My dad always had an affinity for some of the older, sillier songs, and Roger Miller was a favorite of his. The song “You Can’t Roller Skate in a Buffalo Herd” was among Dad’s favorites, and I can remember him singing it rather often.
As a kid, I always thought the song was just silly nonsense and gibberish.
Then one day a few years ago, while working at my computer, the song came on the music streaming app I was listening to.
I stopped and listened, thinking about my dad.
I began to understand the true meaning of the song — probably what made my dad embrace it.
If you have never heard the song and its nonsensical lyrics, it cautions you about things you cannot do: roller skating in a buffalo herd, showering in a parakeet cage, swimming in a baseball glove, changing film with a kid on your back, driving around with a tiger in your car, or fishing in a watermelon patch.

▸ Problems and tasks
A. In the piece about the Roger Miller song, what was the writer doing when the song came on the streaming app?
B. Reproduce the piece about the Roger Miller song, everything from "Then one day" down to "dad embrace it.".
C. Carry on the piece about the Roger Miller song from its final sentence.

▸ Record excerpts
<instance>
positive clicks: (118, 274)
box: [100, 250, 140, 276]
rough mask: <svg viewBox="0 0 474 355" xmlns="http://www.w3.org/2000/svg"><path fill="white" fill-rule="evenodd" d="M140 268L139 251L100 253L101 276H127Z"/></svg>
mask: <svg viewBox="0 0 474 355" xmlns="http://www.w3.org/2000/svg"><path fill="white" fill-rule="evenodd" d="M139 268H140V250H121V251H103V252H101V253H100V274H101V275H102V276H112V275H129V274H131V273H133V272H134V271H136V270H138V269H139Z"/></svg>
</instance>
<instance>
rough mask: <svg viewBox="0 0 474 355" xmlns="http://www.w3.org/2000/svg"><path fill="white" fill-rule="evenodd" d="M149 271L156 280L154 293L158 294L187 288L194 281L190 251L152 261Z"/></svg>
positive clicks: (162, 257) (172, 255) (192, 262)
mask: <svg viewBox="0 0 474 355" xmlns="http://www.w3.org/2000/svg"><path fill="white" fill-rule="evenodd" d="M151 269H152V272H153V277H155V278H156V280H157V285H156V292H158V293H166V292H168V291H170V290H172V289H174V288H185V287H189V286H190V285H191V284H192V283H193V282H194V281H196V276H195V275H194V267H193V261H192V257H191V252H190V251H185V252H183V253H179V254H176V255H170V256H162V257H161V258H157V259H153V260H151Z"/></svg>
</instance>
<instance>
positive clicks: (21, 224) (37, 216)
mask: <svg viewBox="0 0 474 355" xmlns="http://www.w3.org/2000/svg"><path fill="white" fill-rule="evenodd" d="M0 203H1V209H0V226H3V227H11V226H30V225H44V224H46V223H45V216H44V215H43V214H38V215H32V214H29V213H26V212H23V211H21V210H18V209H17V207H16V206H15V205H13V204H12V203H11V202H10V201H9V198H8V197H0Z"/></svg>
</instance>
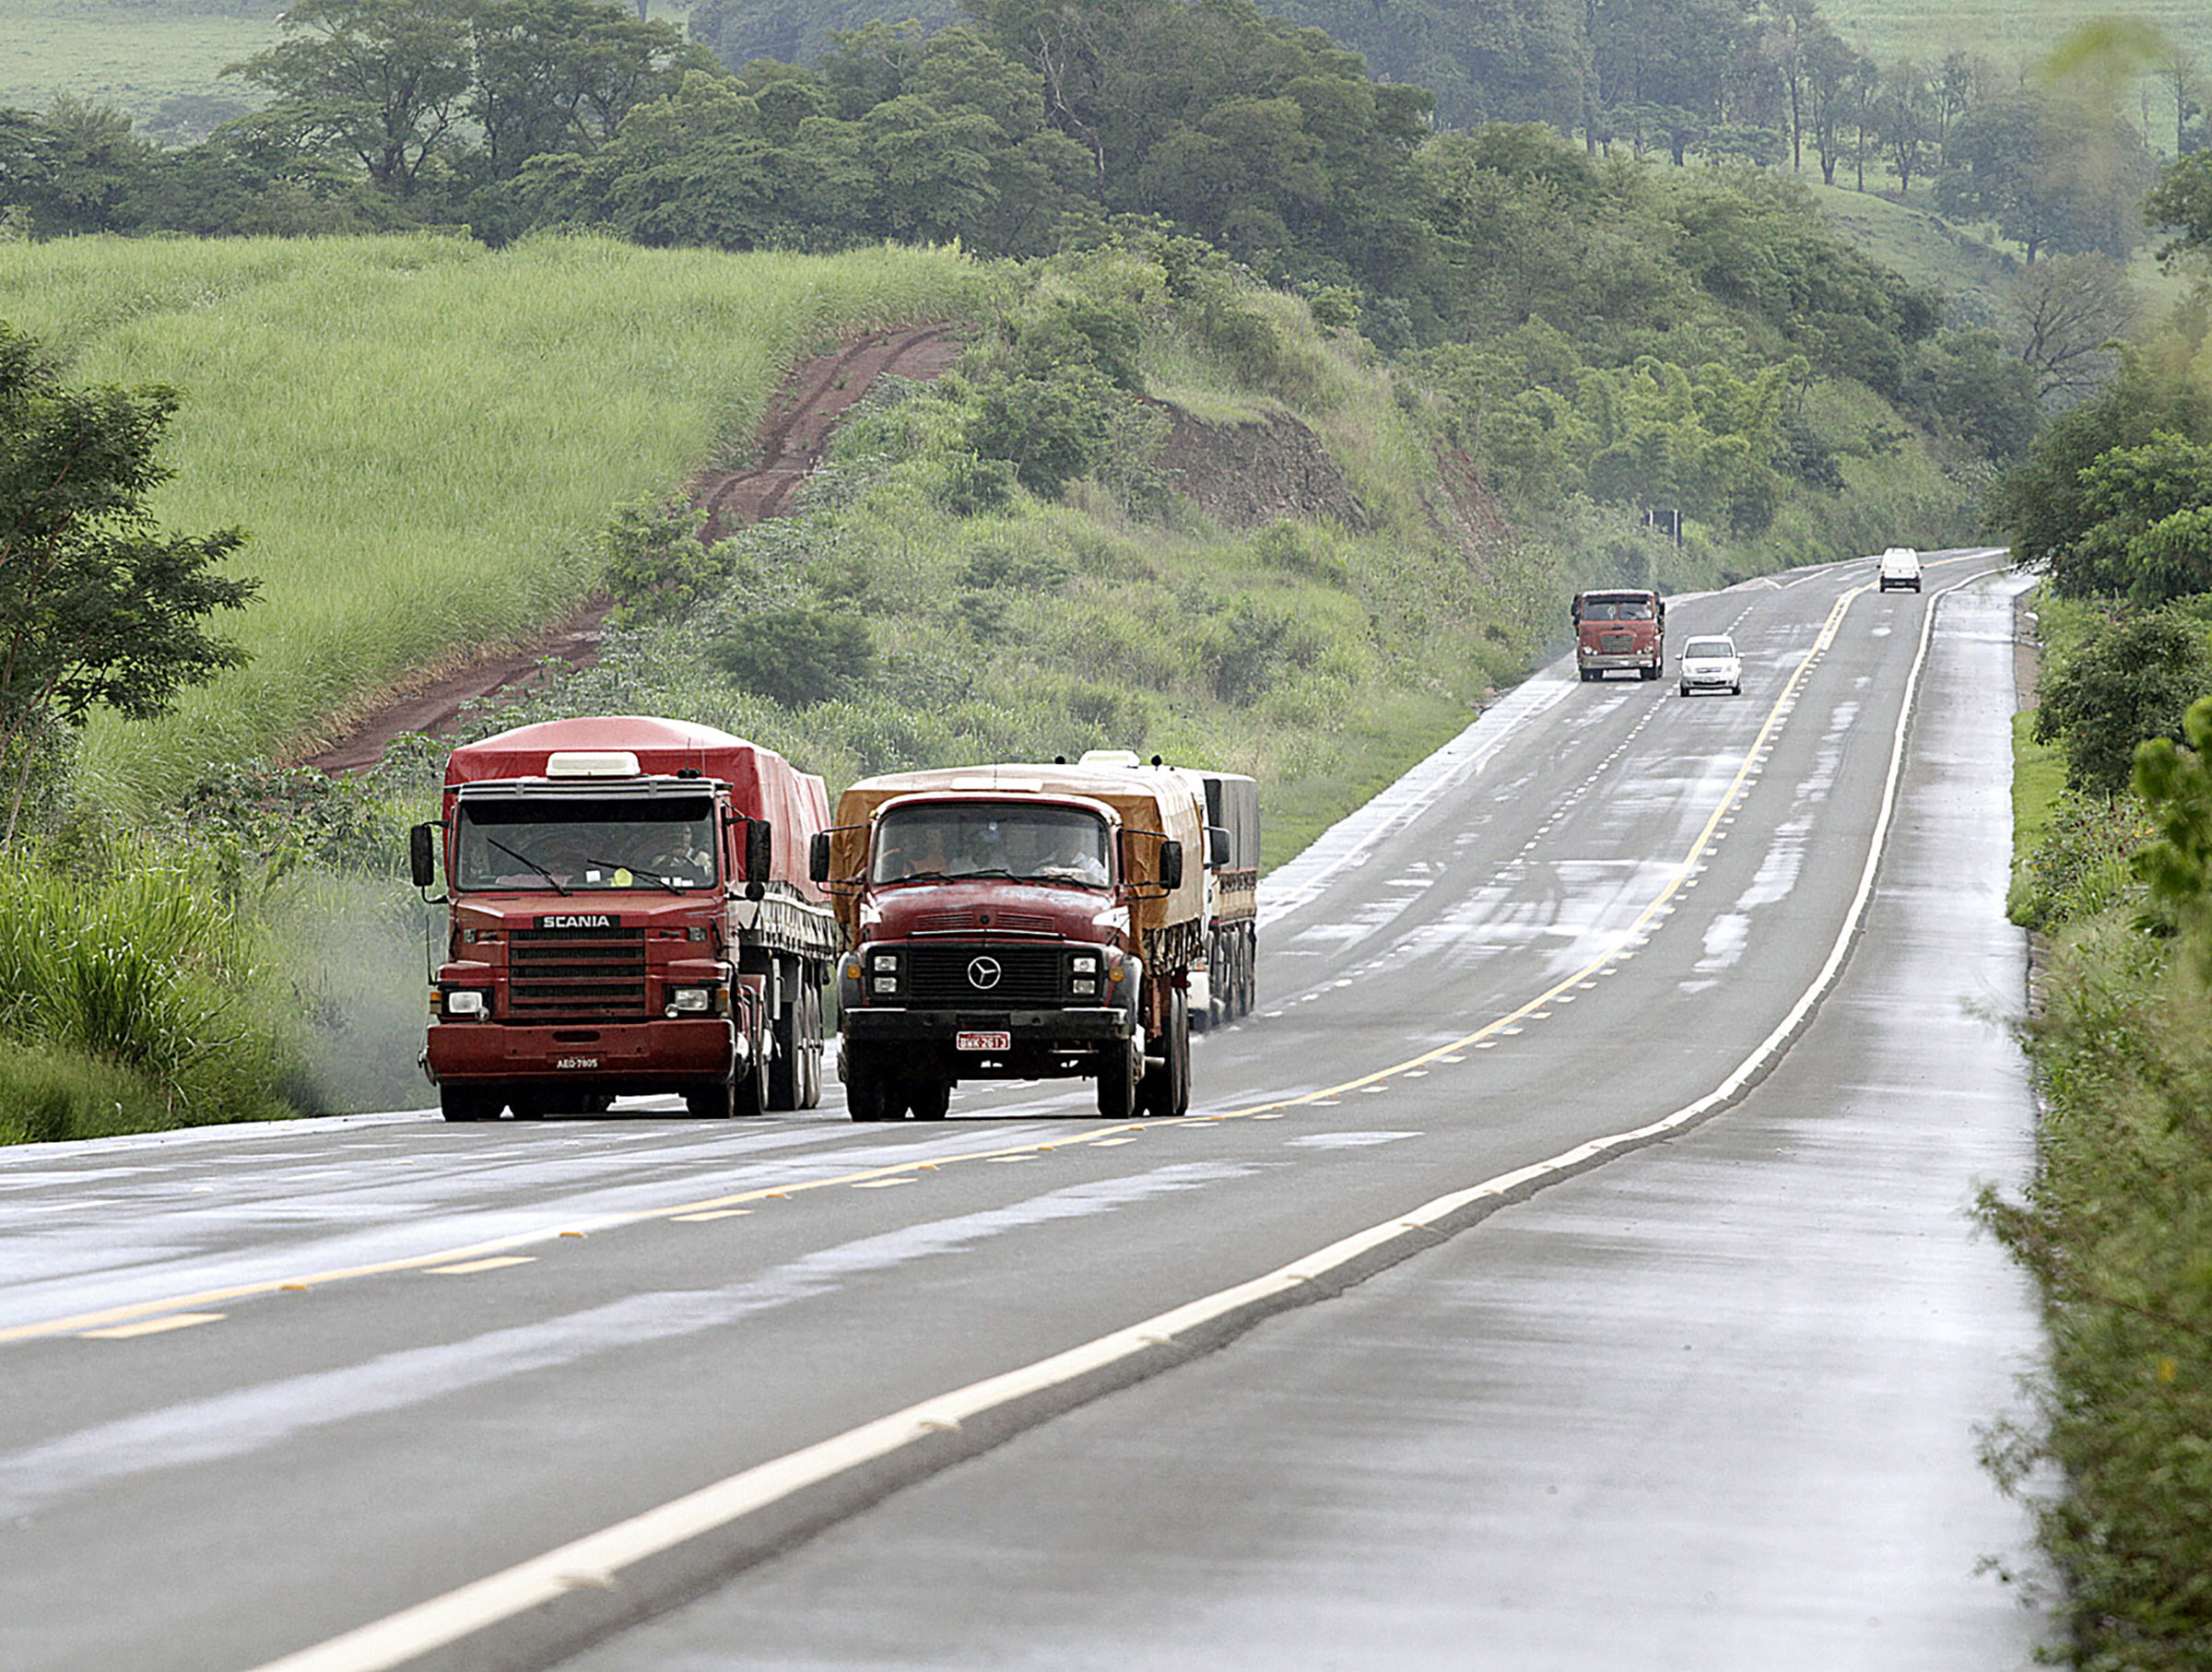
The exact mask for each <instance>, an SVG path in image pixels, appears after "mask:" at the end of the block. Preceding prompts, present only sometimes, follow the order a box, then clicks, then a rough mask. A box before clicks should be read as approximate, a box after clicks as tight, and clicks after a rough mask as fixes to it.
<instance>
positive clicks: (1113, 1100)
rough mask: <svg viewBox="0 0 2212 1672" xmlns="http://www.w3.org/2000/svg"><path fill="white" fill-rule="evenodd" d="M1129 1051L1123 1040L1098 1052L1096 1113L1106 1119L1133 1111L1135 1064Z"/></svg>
mask: <svg viewBox="0 0 2212 1672" xmlns="http://www.w3.org/2000/svg"><path fill="white" fill-rule="evenodd" d="M1130 1055H1133V1053H1130V1048H1128V1046H1126V1044H1113V1046H1106V1048H1104V1051H1102V1053H1099V1115H1102V1117H1104V1119H1108V1121H1126V1119H1130V1117H1133V1115H1135V1112H1137V1064H1135V1062H1130Z"/></svg>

▸ Answers to the problems
A. Working at the computer.

B.
Then one day a few years ago, while working at my computer, the song came on the music streaming app I was listening to.
I stopped and listened, thinking about my dad.
I began to understand the true meaning of the song — probably what made my dad embrace it.

C.
Miller was probably correct about most of those. Maybe you could have changed film with a kid on your back — look at all the moms we see running farms with their littles strapped to their backs! And in the movie, The Hangover, they did indeed drive — not very successfully — with a tiger in their car. And if the rain here in Wisconsin continues, you might well be able to fish in a watermelon patch.
But throughout the song, there was one thing Miller was insistent about in the refrain: you can choose happiness if you make up your mind to do so. He encouraged that choice by saying, “All you gotta do is put your mind to it, knuckle down, buckle down, do it, do it, do it.”
With the jaunty tune and whimsical, repetitive lyrics, it might be easy to miss that deeper meaning.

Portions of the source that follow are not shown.